### ENTRIES PROVIDED ###
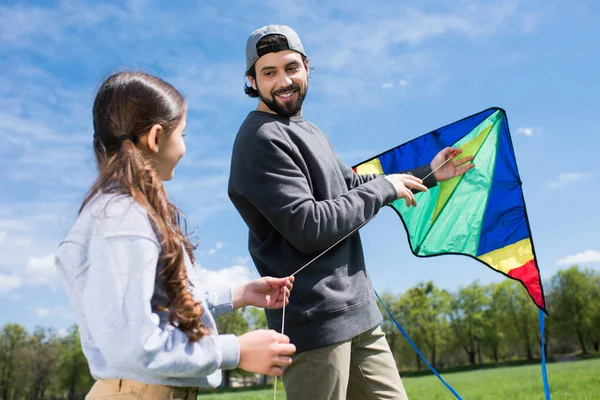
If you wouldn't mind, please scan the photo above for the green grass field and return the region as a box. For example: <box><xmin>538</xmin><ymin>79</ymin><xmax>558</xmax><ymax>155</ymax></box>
<box><xmin>198</xmin><ymin>359</ymin><xmax>600</xmax><ymax>400</ymax></box>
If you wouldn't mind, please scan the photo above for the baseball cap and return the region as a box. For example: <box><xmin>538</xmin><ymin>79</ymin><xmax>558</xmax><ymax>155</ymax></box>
<box><xmin>246</xmin><ymin>25</ymin><xmax>306</xmax><ymax>71</ymax></box>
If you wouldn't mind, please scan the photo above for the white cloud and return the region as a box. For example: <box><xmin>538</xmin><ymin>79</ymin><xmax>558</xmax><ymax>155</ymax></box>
<box><xmin>517</xmin><ymin>128</ymin><xmax>533</xmax><ymax>136</ymax></box>
<box><xmin>547</xmin><ymin>172</ymin><xmax>594</xmax><ymax>189</ymax></box>
<box><xmin>0</xmin><ymin>218</ymin><xmax>28</xmax><ymax>231</ymax></box>
<box><xmin>233</xmin><ymin>256</ymin><xmax>250</xmax><ymax>265</ymax></box>
<box><xmin>25</xmin><ymin>254</ymin><xmax>57</xmax><ymax>286</ymax></box>
<box><xmin>556</xmin><ymin>250</ymin><xmax>600</xmax><ymax>265</ymax></box>
<box><xmin>35</xmin><ymin>307</ymin><xmax>74</xmax><ymax>319</ymax></box>
<box><xmin>194</xmin><ymin>265</ymin><xmax>256</xmax><ymax>290</ymax></box>
<box><xmin>0</xmin><ymin>275</ymin><xmax>23</xmax><ymax>294</ymax></box>
<box><xmin>200</xmin><ymin>241</ymin><xmax>229</xmax><ymax>256</ymax></box>
<box><xmin>517</xmin><ymin>126</ymin><xmax>543</xmax><ymax>136</ymax></box>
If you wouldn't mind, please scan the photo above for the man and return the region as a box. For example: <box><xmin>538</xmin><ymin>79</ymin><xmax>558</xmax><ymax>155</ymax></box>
<box><xmin>228</xmin><ymin>25</ymin><xmax>473</xmax><ymax>400</ymax></box>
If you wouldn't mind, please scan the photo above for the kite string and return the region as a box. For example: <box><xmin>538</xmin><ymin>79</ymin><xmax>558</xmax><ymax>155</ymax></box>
<box><xmin>273</xmin><ymin>150</ymin><xmax>457</xmax><ymax>400</ymax></box>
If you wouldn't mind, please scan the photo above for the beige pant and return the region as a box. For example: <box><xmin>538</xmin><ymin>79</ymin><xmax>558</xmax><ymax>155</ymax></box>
<box><xmin>283</xmin><ymin>326</ymin><xmax>408</xmax><ymax>400</ymax></box>
<box><xmin>85</xmin><ymin>379</ymin><xmax>198</xmax><ymax>400</ymax></box>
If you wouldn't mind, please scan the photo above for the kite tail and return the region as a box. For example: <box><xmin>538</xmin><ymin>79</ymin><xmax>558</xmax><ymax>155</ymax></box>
<box><xmin>538</xmin><ymin>309</ymin><xmax>550</xmax><ymax>400</ymax></box>
<box><xmin>375</xmin><ymin>291</ymin><xmax>464</xmax><ymax>400</ymax></box>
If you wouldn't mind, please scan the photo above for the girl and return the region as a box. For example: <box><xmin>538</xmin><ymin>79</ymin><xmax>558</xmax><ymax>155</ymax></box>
<box><xmin>56</xmin><ymin>72</ymin><xmax>295</xmax><ymax>399</ymax></box>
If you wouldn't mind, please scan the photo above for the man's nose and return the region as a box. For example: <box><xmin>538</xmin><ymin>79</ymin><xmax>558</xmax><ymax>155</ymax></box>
<box><xmin>277</xmin><ymin>74</ymin><xmax>292</xmax><ymax>89</ymax></box>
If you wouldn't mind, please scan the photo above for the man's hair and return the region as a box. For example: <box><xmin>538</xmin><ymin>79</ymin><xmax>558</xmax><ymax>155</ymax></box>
<box><xmin>244</xmin><ymin>34</ymin><xmax>307</xmax><ymax>98</ymax></box>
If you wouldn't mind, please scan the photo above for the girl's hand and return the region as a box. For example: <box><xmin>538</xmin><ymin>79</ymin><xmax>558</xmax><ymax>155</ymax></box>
<box><xmin>238</xmin><ymin>330</ymin><xmax>296</xmax><ymax>376</ymax></box>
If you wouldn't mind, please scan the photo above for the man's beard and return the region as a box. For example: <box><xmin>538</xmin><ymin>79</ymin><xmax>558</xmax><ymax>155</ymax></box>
<box><xmin>256</xmin><ymin>83</ymin><xmax>308</xmax><ymax>117</ymax></box>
###
Rewrite all of the data above, changing every "scan" to "check" and leaving everything else as it is. Omit the pictures from your answer.

▸ WRITTEN REPLY:
If you wouldn't mind, please check the photo above for the green grass field and return the region as a box. For example: <box><xmin>538</xmin><ymin>79</ymin><xmax>558</xmax><ymax>155</ymax></box>
<box><xmin>198</xmin><ymin>359</ymin><xmax>600</xmax><ymax>400</ymax></box>
If you wouldn't mind, please check the photo above for the baseball cap and return the region as a box. For example: <box><xmin>538</xmin><ymin>79</ymin><xmax>558</xmax><ymax>155</ymax></box>
<box><xmin>246</xmin><ymin>25</ymin><xmax>306</xmax><ymax>71</ymax></box>
If you wouldn't mind, please check the photo above for the white cloud and return the region as a box. For example: <box><xmin>538</xmin><ymin>79</ymin><xmax>558</xmax><ymax>155</ymax></box>
<box><xmin>517</xmin><ymin>128</ymin><xmax>533</xmax><ymax>136</ymax></box>
<box><xmin>547</xmin><ymin>172</ymin><xmax>594</xmax><ymax>189</ymax></box>
<box><xmin>0</xmin><ymin>218</ymin><xmax>28</xmax><ymax>231</ymax></box>
<box><xmin>233</xmin><ymin>256</ymin><xmax>250</xmax><ymax>265</ymax></box>
<box><xmin>25</xmin><ymin>254</ymin><xmax>57</xmax><ymax>286</ymax></box>
<box><xmin>556</xmin><ymin>250</ymin><xmax>600</xmax><ymax>265</ymax></box>
<box><xmin>35</xmin><ymin>307</ymin><xmax>74</xmax><ymax>319</ymax></box>
<box><xmin>194</xmin><ymin>265</ymin><xmax>256</xmax><ymax>290</ymax></box>
<box><xmin>0</xmin><ymin>275</ymin><xmax>23</xmax><ymax>294</ymax></box>
<box><xmin>200</xmin><ymin>241</ymin><xmax>229</xmax><ymax>256</ymax></box>
<box><xmin>517</xmin><ymin>126</ymin><xmax>543</xmax><ymax>136</ymax></box>
If you wouldn't mind, please check the photo above for the man and return the region as a box. For example: <box><xmin>538</xmin><ymin>79</ymin><xmax>558</xmax><ymax>155</ymax></box>
<box><xmin>228</xmin><ymin>25</ymin><xmax>473</xmax><ymax>400</ymax></box>
If you wouldn't mind, please check the photo above for the kite string and return the region as a box. For example: <box><xmin>538</xmin><ymin>79</ymin><xmax>558</xmax><ymax>155</ymax></box>
<box><xmin>273</xmin><ymin>150</ymin><xmax>457</xmax><ymax>400</ymax></box>
If you wouldn't mind, please check the photo above for the beige pant and return the region as a box. For example: <box><xmin>538</xmin><ymin>79</ymin><xmax>558</xmax><ymax>155</ymax></box>
<box><xmin>283</xmin><ymin>326</ymin><xmax>408</xmax><ymax>400</ymax></box>
<box><xmin>85</xmin><ymin>379</ymin><xmax>198</xmax><ymax>400</ymax></box>
If you wouldn't mind, please check the photo above for the kite tail and return the region as a box. For example: <box><xmin>538</xmin><ymin>79</ymin><xmax>558</xmax><ymax>155</ymax></box>
<box><xmin>538</xmin><ymin>309</ymin><xmax>550</xmax><ymax>400</ymax></box>
<box><xmin>375</xmin><ymin>291</ymin><xmax>464</xmax><ymax>400</ymax></box>
If you wouldn't mind, please check the photo above for the girl and return the region as a box. For example: <box><xmin>538</xmin><ymin>79</ymin><xmax>558</xmax><ymax>155</ymax></box>
<box><xmin>56</xmin><ymin>72</ymin><xmax>295</xmax><ymax>399</ymax></box>
If you wouldn't mind, please check the photo above for the man's nose and return the region as a box. For example: <box><xmin>538</xmin><ymin>79</ymin><xmax>558</xmax><ymax>155</ymax></box>
<box><xmin>277</xmin><ymin>74</ymin><xmax>292</xmax><ymax>89</ymax></box>
If you wouldn't mind, please check the photo above for the man's hair and return the region as a box. For example: <box><xmin>538</xmin><ymin>79</ymin><xmax>558</xmax><ymax>155</ymax></box>
<box><xmin>244</xmin><ymin>34</ymin><xmax>307</xmax><ymax>98</ymax></box>
If you wouldn't mind, please check the photo above for the girl's hand and return the region as a box. For example: <box><xmin>538</xmin><ymin>79</ymin><xmax>558</xmax><ymax>155</ymax></box>
<box><xmin>238</xmin><ymin>330</ymin><xmax>296</xmax><ymax>376</ymax></box>
If you wouldn't mind, please check the photo above for the man's beard and return the region as a box. For example: <box><xmin>538</xmin><ymin>79</ymin><xmax>558</xmax><ymax>155</ymax></box>
<box><xmin>256</xmin><ymin>83</ymin><xmax>308</xmax><ymax>117</ymax></box>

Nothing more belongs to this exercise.